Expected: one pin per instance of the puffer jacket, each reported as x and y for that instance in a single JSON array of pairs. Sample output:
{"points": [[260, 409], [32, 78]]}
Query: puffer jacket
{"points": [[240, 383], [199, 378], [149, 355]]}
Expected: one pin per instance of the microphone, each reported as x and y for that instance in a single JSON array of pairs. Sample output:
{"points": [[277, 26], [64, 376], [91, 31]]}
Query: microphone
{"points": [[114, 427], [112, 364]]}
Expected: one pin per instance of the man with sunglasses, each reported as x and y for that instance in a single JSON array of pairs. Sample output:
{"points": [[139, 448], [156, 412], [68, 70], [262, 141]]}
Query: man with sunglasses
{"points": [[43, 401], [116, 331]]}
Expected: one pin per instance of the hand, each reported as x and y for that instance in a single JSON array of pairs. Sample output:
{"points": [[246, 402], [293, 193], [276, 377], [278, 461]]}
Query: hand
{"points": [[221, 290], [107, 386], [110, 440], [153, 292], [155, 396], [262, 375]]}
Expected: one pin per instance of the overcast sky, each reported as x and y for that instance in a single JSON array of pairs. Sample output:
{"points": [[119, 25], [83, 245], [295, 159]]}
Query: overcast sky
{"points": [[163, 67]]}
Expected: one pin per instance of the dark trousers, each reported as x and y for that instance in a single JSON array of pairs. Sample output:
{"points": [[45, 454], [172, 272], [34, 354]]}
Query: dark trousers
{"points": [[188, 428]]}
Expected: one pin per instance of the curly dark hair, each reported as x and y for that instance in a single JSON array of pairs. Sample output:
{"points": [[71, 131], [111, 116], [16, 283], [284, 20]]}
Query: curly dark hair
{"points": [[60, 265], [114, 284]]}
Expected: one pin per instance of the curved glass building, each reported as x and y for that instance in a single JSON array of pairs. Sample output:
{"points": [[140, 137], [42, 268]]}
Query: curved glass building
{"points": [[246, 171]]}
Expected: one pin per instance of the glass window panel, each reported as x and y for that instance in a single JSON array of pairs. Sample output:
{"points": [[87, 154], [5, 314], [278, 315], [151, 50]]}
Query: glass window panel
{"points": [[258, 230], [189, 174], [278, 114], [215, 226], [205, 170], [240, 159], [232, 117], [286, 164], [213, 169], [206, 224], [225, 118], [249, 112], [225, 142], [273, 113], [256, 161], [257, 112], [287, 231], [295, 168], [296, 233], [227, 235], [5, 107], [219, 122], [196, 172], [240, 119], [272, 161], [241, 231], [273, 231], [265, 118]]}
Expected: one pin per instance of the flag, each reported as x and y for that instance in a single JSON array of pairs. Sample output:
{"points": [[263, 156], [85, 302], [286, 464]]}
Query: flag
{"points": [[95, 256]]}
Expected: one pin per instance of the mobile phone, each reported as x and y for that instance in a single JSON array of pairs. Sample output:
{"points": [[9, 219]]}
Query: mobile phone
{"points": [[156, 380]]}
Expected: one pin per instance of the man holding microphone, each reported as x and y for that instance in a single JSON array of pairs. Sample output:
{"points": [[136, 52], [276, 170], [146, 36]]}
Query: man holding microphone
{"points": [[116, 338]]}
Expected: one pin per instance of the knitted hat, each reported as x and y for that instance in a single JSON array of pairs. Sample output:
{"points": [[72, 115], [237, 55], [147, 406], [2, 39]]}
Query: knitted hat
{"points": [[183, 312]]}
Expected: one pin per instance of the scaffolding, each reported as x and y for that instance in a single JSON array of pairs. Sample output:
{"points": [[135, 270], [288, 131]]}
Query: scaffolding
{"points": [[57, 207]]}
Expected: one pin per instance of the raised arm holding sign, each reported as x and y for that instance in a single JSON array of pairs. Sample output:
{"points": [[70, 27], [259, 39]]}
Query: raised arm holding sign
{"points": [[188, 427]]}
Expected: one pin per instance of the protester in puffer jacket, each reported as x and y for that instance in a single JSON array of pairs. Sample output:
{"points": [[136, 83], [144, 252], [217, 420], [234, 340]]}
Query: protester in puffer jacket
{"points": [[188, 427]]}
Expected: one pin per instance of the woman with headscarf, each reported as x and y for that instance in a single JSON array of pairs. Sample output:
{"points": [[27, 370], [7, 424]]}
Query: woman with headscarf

§ WHAT IS BEING ASKED:
All that is needed is the exact run of lines above from the line containing "Query: knitted hat" through the line containing "Expected: one pin per instance of the protester", both of them included.

§ EXERCISE SOLUTION:
Query: knitted hat
{"points": [[183, 312]]}
Expected: one pin per instance of the scaffolding, each reported as x and y for that instance in a single JSON array of pairs. Sample output:
{"points": [[135, 270], [288, 131]]}
Query: scaffolding
{"points": [[57, 207]]}
Expected: one pin per instance of the raised arm holding sign, each reported as x and y for that instance in a single JSON array of pairs. Sample output:
{"points": [[70, 27], [259, 39]]}
Query: raised arm holding sign
{"points": [[188, 427]]}
Expected: one pin per instance of the protester in puffer jacket, each reported as x and y for that instance in a single JSON array of pairs. Sample output:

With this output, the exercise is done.